- **TRECHO DO DOCUMENTO**:
□ □ □ □
O lançamento da tecnologia e serviços sem fio da rede 5G de banda C (frequência de transmissão de 3,5 GHz que é usada por aplicações corporativas de dados e para distribuição de canais de TV fechados, entre outras aplicações) tem sido alvo de preocupações da FAA desde o início do mês de dezembro, quando publicou um comunicado ao setor de aviação expressando preocupação com o lançamento da rede e sua potencial interferência em dispositivo utilizado na aviação que auxilia em pousos e decolagens de aeronaves, o altímetro.
Nesta segunda-feira (3), apesar das preocupações, as empresas de AT&T e Verizon indicaram que, ao contrário do que a FAA e a Secretaria de Transportes dos Estados Unidos haviam solicitado, não vão atrasar o lançamento da rede.
Para entender as implicações deste anúncio, a Sputnik Brasil conversou com o chefe de direito e tecnologia governamental do Instituto de Tecnologia e Sociedade do Rio (ITS), Christian Perrone.
Quebra de paradigmas
A tecnologia 5G representa uma quebra de paradigmas tecnológicos. Sua utilização vai revolucionar a velocidade e a cobertura das telecomunicações. Mas, como toda quebra de paradigmas indica, com a chegada de uma nova série de dispositivos, as gerações anteriores tornam-se obsoletas, sem capacidade de adaptação.
A tecnologia 5G tem sido discutida há anos, bem como a divisão dos espectros ou faixas de frequência em que a rede vai operar. Para Christian Perrone nem todos os dispositivos que utilizam frequências próximas às do 5G estão completamente adaptados para não sofrer interferência.
"O que existe nos EUA, hoje, é uma disputa de interesses de duas grandes indústrias que impediram que se tivesse chegado a uma conclusão sobre o lançamento da rede. De um lado temos as empresas de aviação, do outro as de telecomunicação", disse.
De acordo com Christian, a aviação norte-americana, cuja frota é grande e diversa, vai precisar adaptar alguns de seus instrumentos e esta "troca" de equipamentos é onerosa.
Imbróglio administrativo
As agências governamentais tiveram um tempo longo para definir a coordenação de implementação da tecnologia, uma vez que a discussão não é nova. Mas, segundo Christian, um novo adiamento por parte das telecomunicações significaria perda de capital.
"De um modo geral, sim, o 5G já está presente e já está para ser lançado. As empresas de telecomunicações, ao sinalizarem que não querem mais adiar seu lançamento, apontam para todo o investimento que já foi feito, e faz sentido."
Os EUA são um país grande. Uma decisão que poderia parecer simples de ser tomada, precisa levar em conta algumas variáveis que colocariam em risco setores diretamente relacionados com a tecnologia 5G e diversos outros de maneira indireta.
Se por um lado o adiamento parece razoável em função da segurança dos aeroportos, como indicam as agências, por outro um novo adiamento produziria uma grande insegurança jurídica para o setor.
□ □ □ □
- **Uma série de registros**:
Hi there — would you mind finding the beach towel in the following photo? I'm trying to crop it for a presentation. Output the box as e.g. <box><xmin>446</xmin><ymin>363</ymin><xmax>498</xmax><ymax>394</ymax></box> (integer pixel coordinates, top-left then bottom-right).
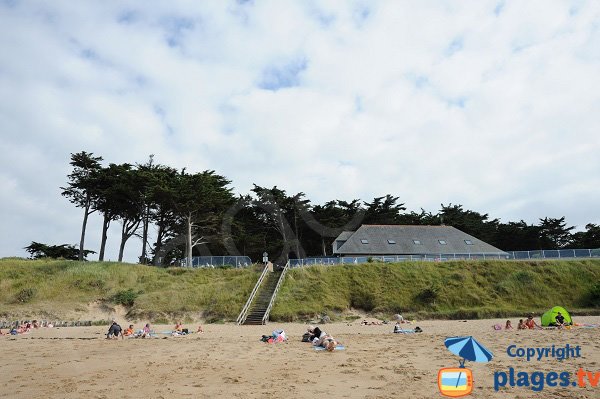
<box><xmin>313</xmin><ymin>345</ymin><xmax>346</xmax><ymax>351</ymax></box>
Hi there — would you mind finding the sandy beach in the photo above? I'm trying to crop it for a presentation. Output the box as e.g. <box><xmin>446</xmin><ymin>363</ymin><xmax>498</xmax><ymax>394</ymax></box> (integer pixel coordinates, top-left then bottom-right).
<box><xmin>0</xmin><ymin>317</ymin><xmax>600</xmax><ymax>399</ymax></box>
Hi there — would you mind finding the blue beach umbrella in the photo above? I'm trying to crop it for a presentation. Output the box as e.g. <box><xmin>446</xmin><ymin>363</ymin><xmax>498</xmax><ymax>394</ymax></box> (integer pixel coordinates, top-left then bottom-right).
<box><xmin>444</xmin><ymin>336</ymin><xmax>494</xmax><ymax>367</ymax></box>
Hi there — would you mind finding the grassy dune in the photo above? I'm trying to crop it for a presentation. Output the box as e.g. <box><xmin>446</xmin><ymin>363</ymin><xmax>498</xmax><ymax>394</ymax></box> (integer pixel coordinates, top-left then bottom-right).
<box><xmin>0</xmin><ymin>258</ymin><xmax>600</xmax><ymax>321</ymax></box>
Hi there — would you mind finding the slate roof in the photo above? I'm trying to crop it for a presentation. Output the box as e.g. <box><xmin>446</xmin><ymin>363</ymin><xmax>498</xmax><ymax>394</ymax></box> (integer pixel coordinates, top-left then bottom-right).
<box><xmin>333</xmin><ymin>225</ymin><xmax>505</xmax><ymax>255</ymax></box>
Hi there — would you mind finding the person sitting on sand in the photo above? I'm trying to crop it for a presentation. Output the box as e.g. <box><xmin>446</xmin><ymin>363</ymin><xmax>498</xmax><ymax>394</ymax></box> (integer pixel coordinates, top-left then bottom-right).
<box><xmin>315</xmin><ymin>334</ymin><xmax>340</xmax><ymax>352</ymax></box>
<box><xmin>525</xmin><ymin>314</ymin><xmax>542</xmax><ymax>330</ymax></box>
<box><xmin>141</xmin><ymin>323</ymin><xmax>151</xmax><ymax>338</ymax></box>
<box><xmin>308</xmin><ymin>326</ymin><xmax>323</xmax><ymax>342</ymax></box>
<box><xmin>123</xmin><ymin>324</ymin><xmax>134</xmax><ymax>337</ymax></box>
<box><xmin>106</xmin><ymin>320</ymin><xmax>123</xmax><ymax>339</ymax></box>
<box><xmin>554</xmin><ymin>312</ymin><xmax>565</xmax><ymax>328</ymax></box>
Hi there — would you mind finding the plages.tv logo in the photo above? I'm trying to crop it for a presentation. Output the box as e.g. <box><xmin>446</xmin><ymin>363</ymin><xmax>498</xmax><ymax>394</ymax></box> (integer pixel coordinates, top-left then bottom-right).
<box><xmin>438</xmin><ymin>336</ymin><xmax>494</xmax><ymax>398</ymax></box>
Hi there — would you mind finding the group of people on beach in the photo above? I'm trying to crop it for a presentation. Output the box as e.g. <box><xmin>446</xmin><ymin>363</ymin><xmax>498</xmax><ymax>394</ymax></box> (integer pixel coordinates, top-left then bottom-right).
<box><xmin>308</xmin><ymin>326</ymin><xmax>340</xmax><ymax>352</ymax></box>
<box><xmin>106</xmin><ymin>320</ymin><xmax>204</xmax><ymax>339</ymax></box>
<box><xmin>504</xmin><ymin>312</ymin><xmax>567</xmax><ymax>330</ymax></box>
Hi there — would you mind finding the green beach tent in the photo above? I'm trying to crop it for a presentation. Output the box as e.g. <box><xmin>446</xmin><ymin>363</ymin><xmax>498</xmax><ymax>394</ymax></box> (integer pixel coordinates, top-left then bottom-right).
<box><xmin>542</xmin><ymin>306</ymin><xmax>573</xmax><ymax>327</ymax></box>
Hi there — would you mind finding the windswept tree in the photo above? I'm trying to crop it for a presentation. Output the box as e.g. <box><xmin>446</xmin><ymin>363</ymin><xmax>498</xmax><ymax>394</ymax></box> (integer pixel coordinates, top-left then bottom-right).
<box><xmin>363</xmin><ymin>194</ymin><xmax>406</xmax><ymax>224</ymax></box>
<box><xmin>25</xmin><ymin>241</ymin><xmax>95</xmax><ymax>260</ymax></box>
<box><xmin>571</xmin><ymin>223</ymin><xmax>600</xmax><ymax>249</ymax></box>
<box><xmin>306</xmin><ymin>199</ymin><xmax>365</xmax><ymax>256</ymax></box>
<box><xmin>252</xmin><ymin>184</ymin><xmax>308</xmax><ymax>261</ymax></box>
<box><xmin>61</xmin><ymin>151</ymin><xmax>102</xmax><ymax>261</ymax></box>
<box><xmin>539</xmin><ymin>216</ymin><xmax>575</xmax><ymax>249</ymax></box>
<box><xmin>175</xmin><ymin>170</ymin><xmax>234</xmax><ymax>266</ymax></box>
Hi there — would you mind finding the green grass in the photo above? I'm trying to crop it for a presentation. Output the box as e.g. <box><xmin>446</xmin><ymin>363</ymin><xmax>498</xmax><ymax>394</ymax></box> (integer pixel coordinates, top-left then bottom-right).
<box><xmin>0</xmin><ymin>258</ymin><xmax>600</xmax><ymax>322</ymax></box>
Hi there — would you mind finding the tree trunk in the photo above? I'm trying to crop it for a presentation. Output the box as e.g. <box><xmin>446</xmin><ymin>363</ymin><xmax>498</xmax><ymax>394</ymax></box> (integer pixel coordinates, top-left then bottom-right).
<box><xmin>152</xmin><ymin>224</ymin><xmax>164</xmax><ymax>266</ymax></box>
<box><xmin>78</xmin><ymin>202</ymin><xmax>90</xmax><ymax>262</ymax></box>
<box><xmin>185</xmin><ymin>214</ymin><xmax>192</xmax><ymax>267</ymax></box>
<box><xmin>98</xmin><ymin>214</ymin><xmax>111</xmax><ymax>262</ymax></box>
<box><xmin>140</xmin><ymin>206</ymin><xmax>150</xmax><ymax>264</ymax></box>
<box><xmin>119</xmin><ymin>222</ymin><xmax>129</xmax><ymax>262</ymax></box>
□ □ □ □
- **ENUNCIADO A**:
Indique se cada afirmação abaixo está de acordo com o trecho sobre o 5G nos EUA, respondendo sim ou não e citando literalmente as palavras do trecho que decidem a resposta: (i) AT&T e Verizon aceitaram atrasar o lançamento da rede; (ii) a FAA se preocupa com a interferência da rede no altímetro; (iii) segundo Christian Perrone, a troca de equipamentos na aviação é barata.
- **ENUNCIADO B**:
Resuma em duas frases o trecho sobre o 5G nos EUA.
- **ENUNCIADO C**:
Transcreva palavra por palavra a parte do trecho sobre o 5G nos EUA que começa nas palavras que trazem "Imbróglio administrativo" e termina depois de "de maneira indireta.".

- **RESPOSTA CORRETA A**:
(i) Não: "não vão atrasar o lançamento da rede".
(ii) Sim: "sua potencial interferência em dispositivo utilizado na aviação que auxilia em pousos e decolagens de aeronaves, o altímetro".
(iii) Não: "esta "troca" de equipamentos é onerosa".

- **RESPOSTA CORRETA B**:
A FAA teme que a rede 5G de banda C interfira no altímetro das aeronaves, mas AT&T e Verizon indicaram que não vão atrasar o lançamento, ao contrário do que a FAA e a Secretaria de Transportes haviam solicitado. Segundo Christian Perrone, do ITS, há uma disputa entre as indústrias de aviação e de telecomunicação, em que a troca de instrumentos da aviação é onerosa e um novo adiamento significaria perda de capital.

- **RESPOSTA CORRETA C**:
Imbróglio administrativo
As agências governamentais tiveram um tempo longo para definir a coordenação de implementação da tecnologia, uma vez que a discussão não é nova. Mas, segundo Christian, um novo adiamento por parte das telecomunicações significaria perda de capital.
"De um modo geral, sim, o 5G já está presente e já está para ser lançado. As empresas de telecomunicações, ao sinalizarem que não querem mais adiar seu lançamento, apontam para todo o investimento que já foi feito, e faz sentido."
Os EUA são um país grande. Uma decisão que poderia parecer simples de ser tomada, precisa levar em conta algumas variáveis que colocariam em risco setores diretamente relacionados com a tecnologia 5G e diversos outros de maneira indireta.